__Teks Bacaan__:
━━━━━━━━

Laporan Greenpeace: Merek Pakaian Terkenal Mengandung Zat Berbahaya

Sebagian ditemukan dari sampel produk yang diproduksi dan dijual di Indonesia.

GREENPEACE International serentak di berbagai belahan dunia, Selasa(20/11/12), merilis laporan investigasi mengenai sejumlah produk merek fast fashion ternama yang terkontaminasi bahan kimia berbahaya. Temuan ini juga diperoleh dari produk yang dijual maupun diproduksi di Indonesia.

Salah satu temuan utama, adalah semua merek yang diuji setidaknya mempunyai beberapa item produk yang mengandung zat NPEs, yang terurai menjadi bahan kimia yang menyebabkan gangguan hormon, dengan konsentrasi tertinggi – di atas 1.000 ppm. Temuan ini ada dalam produk pakaian dari Zara, Metersbonwe, Levi’s, C & A, Mango, Calvin Klein, Jack & Jones dan Marks & Spencer (M&S).

━━━━━━━━

__Daftar Data__:
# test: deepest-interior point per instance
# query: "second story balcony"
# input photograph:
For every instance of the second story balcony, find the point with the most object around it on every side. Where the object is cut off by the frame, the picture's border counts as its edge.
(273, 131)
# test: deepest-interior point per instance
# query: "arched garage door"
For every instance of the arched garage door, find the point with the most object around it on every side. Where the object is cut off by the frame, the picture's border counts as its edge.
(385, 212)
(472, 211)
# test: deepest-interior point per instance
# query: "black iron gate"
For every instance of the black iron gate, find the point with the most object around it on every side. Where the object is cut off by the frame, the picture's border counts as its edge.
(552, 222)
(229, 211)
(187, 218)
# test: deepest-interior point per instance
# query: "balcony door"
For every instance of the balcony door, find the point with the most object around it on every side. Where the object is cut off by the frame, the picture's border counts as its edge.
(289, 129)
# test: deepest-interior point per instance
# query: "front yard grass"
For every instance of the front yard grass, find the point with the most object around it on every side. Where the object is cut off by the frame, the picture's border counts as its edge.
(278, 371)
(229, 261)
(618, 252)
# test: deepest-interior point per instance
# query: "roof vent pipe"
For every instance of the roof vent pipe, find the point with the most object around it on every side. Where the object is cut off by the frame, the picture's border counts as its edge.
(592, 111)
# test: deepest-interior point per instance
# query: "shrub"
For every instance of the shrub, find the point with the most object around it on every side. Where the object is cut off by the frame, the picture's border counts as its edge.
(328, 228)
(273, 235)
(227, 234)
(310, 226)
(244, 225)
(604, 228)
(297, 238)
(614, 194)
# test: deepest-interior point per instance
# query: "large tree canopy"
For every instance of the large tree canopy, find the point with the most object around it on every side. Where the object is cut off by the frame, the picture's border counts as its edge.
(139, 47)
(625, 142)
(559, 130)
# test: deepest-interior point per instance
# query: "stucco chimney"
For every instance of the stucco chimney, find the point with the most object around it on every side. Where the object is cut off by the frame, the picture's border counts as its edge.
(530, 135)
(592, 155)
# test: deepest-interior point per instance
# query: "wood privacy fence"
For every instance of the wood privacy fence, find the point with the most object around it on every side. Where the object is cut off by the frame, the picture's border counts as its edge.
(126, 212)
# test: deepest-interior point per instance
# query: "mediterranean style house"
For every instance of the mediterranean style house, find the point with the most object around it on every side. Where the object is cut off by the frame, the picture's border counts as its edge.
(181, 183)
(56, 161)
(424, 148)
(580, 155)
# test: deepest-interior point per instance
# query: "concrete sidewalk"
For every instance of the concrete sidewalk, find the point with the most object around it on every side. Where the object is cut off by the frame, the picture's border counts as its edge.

━━━━━━━━

__Petunjuk__:
1 - Perbarui bagian teks tentang laporan Greenpeace, mulai dari "Sebagian ditemukan dari" dan terus sampai "Marks & Spencer (M&S).". Ganti "laporan investigasi" dengan "laporan penelitian".
2 - Jawab pertanyaan berikut berdasarkan teks tentang laporan Greenpeace.
(a) Kapan Greenpeace International merilis laporannya?
(b) Berapa konsentrasi tertinggi zat NPEs yang ditemukan?
(c) Zat NPEs terurai menjadi apa?

__Hasil Tiap Tugas__:
1 -
Sebagian ditemukan dari sampel produk yang diproduksi dan dijual di Indonesia.

GREENPEACE International serentak di berbagai belahan dunia, Selasa(20/11/12), merilis laporan penelitian mengenai sejumlah produk merek fast fashion ternama yang terkontaminasi bahan kimia berbahaya. Temuan ini juga diperoleh dari produk yang dijual maupun diproduksi di Indonesia.

Salah satu temuan utama, adalah semua merek yang diuji setidaknya mempunyai beberapa item produk yang mengandung zat NPEs, yang terurai menjadi bahan kimia yang menyebabkan gangguan hormon, dengan konsentrasi tertinggi – di atas 1.000 ppm. Temuan ini ada dalam produk pakaian dari Zara, Metersbonwe, Levi’s, C & A, Mango, Calvin Klein, Jack & Jones dan Marks & Spencer (M&S).

2 -
(a) Selasa (20/11/12).
(b) Di atas 1.000 ppm.
(c) Bahan kimia yang menyebabkan gangguan hormon.